Requirements
Repeat only the lines from the one holding "Where can the smoke" down to the last line of the listing below, including both of those lines.

Provided material

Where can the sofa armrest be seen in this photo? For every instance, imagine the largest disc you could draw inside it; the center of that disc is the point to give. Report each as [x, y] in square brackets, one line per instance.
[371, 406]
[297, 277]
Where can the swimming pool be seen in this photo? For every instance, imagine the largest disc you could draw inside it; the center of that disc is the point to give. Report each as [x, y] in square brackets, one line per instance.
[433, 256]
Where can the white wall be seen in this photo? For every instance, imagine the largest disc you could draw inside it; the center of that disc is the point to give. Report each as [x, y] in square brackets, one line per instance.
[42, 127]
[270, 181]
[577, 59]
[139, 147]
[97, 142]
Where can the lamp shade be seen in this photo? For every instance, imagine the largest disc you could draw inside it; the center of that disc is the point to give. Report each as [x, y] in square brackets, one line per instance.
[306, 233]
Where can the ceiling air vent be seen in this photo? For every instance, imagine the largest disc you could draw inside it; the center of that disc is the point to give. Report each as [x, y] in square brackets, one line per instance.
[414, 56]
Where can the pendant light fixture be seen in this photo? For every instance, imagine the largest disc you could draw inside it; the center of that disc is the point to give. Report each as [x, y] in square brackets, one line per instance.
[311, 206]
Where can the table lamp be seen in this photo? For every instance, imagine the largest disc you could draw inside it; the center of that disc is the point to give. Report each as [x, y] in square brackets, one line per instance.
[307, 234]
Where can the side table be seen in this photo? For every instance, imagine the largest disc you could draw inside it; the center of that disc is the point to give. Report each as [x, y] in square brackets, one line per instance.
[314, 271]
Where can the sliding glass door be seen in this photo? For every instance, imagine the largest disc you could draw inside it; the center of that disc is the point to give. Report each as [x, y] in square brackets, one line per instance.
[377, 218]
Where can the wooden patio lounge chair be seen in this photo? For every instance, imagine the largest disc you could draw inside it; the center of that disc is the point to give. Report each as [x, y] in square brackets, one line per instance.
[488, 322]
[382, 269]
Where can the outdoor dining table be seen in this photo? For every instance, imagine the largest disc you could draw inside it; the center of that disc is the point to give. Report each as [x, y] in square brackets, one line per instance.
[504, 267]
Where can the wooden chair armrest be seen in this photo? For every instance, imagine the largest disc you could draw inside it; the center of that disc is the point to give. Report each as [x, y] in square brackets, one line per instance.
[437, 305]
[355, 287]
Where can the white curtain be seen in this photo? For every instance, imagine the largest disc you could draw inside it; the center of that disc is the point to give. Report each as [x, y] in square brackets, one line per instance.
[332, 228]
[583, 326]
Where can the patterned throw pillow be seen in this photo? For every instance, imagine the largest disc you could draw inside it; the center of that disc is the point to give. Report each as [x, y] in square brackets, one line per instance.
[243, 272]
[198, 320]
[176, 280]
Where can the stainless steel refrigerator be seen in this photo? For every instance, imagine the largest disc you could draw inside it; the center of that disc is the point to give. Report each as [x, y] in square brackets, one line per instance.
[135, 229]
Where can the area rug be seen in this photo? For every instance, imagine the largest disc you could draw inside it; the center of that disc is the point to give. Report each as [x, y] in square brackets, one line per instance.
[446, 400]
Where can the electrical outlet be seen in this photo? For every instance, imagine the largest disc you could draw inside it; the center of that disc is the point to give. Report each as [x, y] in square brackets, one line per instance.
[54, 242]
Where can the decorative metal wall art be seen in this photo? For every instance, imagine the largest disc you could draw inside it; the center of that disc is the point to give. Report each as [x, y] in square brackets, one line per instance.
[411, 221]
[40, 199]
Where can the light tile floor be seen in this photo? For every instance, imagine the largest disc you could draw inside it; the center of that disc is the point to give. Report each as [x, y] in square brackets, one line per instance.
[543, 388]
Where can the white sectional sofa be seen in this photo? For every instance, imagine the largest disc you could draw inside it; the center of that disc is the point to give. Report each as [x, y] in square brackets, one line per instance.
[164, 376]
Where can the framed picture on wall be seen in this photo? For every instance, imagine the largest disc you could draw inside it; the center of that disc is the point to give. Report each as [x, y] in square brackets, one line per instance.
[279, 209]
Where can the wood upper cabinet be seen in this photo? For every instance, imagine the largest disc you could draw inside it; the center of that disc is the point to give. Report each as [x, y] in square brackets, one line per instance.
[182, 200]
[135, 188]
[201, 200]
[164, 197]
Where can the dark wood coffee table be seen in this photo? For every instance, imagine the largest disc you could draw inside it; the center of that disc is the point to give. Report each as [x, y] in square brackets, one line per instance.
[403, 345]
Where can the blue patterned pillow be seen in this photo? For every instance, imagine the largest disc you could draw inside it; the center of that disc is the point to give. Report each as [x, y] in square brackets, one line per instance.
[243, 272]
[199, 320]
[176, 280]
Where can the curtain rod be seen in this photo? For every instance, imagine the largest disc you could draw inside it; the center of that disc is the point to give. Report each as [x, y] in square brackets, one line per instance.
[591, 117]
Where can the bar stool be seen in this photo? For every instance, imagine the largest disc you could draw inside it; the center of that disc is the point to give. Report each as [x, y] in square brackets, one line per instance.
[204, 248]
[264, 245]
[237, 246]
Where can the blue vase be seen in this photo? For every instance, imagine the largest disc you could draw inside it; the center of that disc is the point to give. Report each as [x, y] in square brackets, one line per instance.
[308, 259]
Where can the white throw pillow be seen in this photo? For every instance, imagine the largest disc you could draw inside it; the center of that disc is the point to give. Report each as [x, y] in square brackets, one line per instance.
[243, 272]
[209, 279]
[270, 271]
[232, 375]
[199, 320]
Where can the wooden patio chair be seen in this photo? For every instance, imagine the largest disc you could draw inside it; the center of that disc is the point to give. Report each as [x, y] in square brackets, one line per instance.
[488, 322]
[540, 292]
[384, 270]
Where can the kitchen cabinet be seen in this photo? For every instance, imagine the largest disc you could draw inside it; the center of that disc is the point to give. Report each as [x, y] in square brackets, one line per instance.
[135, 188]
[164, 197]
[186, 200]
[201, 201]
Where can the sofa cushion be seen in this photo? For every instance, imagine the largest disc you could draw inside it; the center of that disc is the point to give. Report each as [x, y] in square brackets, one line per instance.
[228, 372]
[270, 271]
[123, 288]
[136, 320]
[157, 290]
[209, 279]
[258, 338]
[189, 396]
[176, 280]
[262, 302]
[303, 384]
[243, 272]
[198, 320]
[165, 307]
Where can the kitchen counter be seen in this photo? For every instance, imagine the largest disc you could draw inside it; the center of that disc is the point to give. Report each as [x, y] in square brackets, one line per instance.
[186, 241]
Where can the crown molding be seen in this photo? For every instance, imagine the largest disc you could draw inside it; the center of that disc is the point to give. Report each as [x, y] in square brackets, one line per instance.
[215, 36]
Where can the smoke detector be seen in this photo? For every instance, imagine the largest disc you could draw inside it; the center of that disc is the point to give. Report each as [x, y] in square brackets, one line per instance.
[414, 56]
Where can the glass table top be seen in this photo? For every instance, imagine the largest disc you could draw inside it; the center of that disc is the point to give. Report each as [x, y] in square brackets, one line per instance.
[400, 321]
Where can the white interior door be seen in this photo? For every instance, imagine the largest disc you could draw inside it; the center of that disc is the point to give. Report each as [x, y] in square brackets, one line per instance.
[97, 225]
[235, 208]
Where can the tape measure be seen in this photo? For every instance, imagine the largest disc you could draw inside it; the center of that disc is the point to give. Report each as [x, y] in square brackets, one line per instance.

Finished exercise
Where can the smoke detector be seen in this photo? For every instance, imagine the largest disc you could draw inside it; the center of that disc is the point to give. Report each as [x, y] in square brackets, one line per instance.
[414, 56]
Where can the glass table top be seen in this photo? For every instance, imagine the largest disc you could draw inside it; the center of that disc is the point to give. Report each as [x, y] in square brackets, one line per instance.
[400, 321]
Where can the white interior door be seen in this photo? For every instance, imagine the largest disc you could draw inside it; the center of that disc is the point to give. Report each as [x, y] in square brackets, one line per instance.
[97, 225]
[235, 208]
Where can the tape measure be seen in this photo? For every instance, imagine the largest disc you could draw inside it; the center of that disc is the point to give. Report each as [x, y] in square brackets, one line per instance.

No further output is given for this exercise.